GIVEN PASSAGE.
Averageness is a statistical concept, but often it becomes a normative one. Once you establish a bell curve, you can start looking for the exceptional and unusual, as for example Galton's quest for "nature's preeminently nobles" in eugenics, and this becomes the new norm. In academia, averageness is bad. We all need to be exceptional: exceptionally productive researchers who publish in the right venues, gifted teachers.
The drive for exceptionalism is toxic. People who go to graduate schools and write doctoral dissertations are already exceptional and gifted in academic talent, but if you find yourself in a pool of such people, it's hard to stand out. Eric Schliesser estimated in 2014 there are 44,000 philosophers alive worldwide. Yet just a few names keep on popping up.
We rely on heuristics and shortcuts to recognize brilliance, because it would be unfeasible to read everyone's work in detail. So we use prestige (as I've argued earlier, see also here) as a shortcut, or gender (although, I do have to say that situation has markedly improved over the years.) Still, even if somehow we had total gender parity and prestige bias could be mitigated the drive for exceptionalism remains. There are exceptional people deserving of recognition, of mention on blogs, of prizes, of symposia at the APA devoted to their books. And then there's all the rest. Whatever shortcuts we will use to gauge exceptionalism, as long as the drive for it persists (and given the job structure of academia, I do not see this change any time soon), that belief will remain.

EXERCISE AIM. Set down the passage on averageness and exceptionalism in academia word for word, in full.

DATA SHOWN.
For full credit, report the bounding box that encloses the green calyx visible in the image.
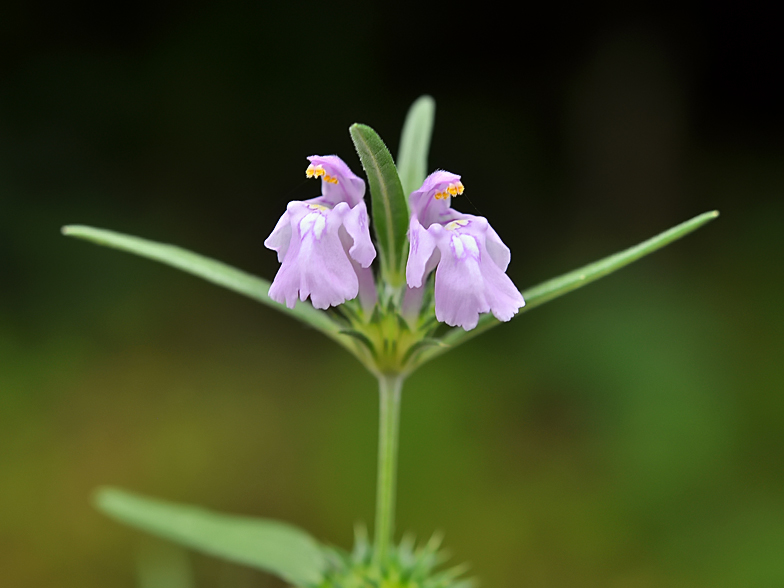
[310,530,476,588]
[332,281,447,375]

RESULT FOR THIS TASK.
Averageness is a statistical concept, but often it becomes a normative one. Once you establish a bell curve, you can start looking for the exceptional and unusual, as for example Galton's quest for "nature's preeminently nobles" in eugenics, and this becomes the new norm. In academia, averageness is bad. We all need to be exceptional: exceptionally productive researchers who publish in the right venues, gifted teachers.
The drive for exceptionalism is toxic. People who go to graduate schools and write doctoral dissertations are already exceptional and gifted in academic talent, but if you find yourself in a pool of such people, it's hard to stand out. Eric Schliesser estimated in 2014 there are 44,000 philosophers alive worldwide. Yet just a few names keep on popping up.
We rely on heuristics and shortcuts to recognize brilliance, because it would be unfeasible to read everyone's work in detail. So we use prestige (as I've argued earlier, see also here) as a shortcut, or gender (although, I do have to say that situation has markedly improved over the years.) Still, even if somehow we had total gender parity and prestige bias could be mitigated the drive for exceptionalism remains. There are exceptional people deserving of recognition, of mention on blogs, of prizes, of symposia at the APA devoted to their books. And then there's all the rest. Whatever shortcuts we will use to gauge exceptionalism, as long as the drive for it persists (and given the job structure of academia, I do not see this change any time soon), that belief will remain.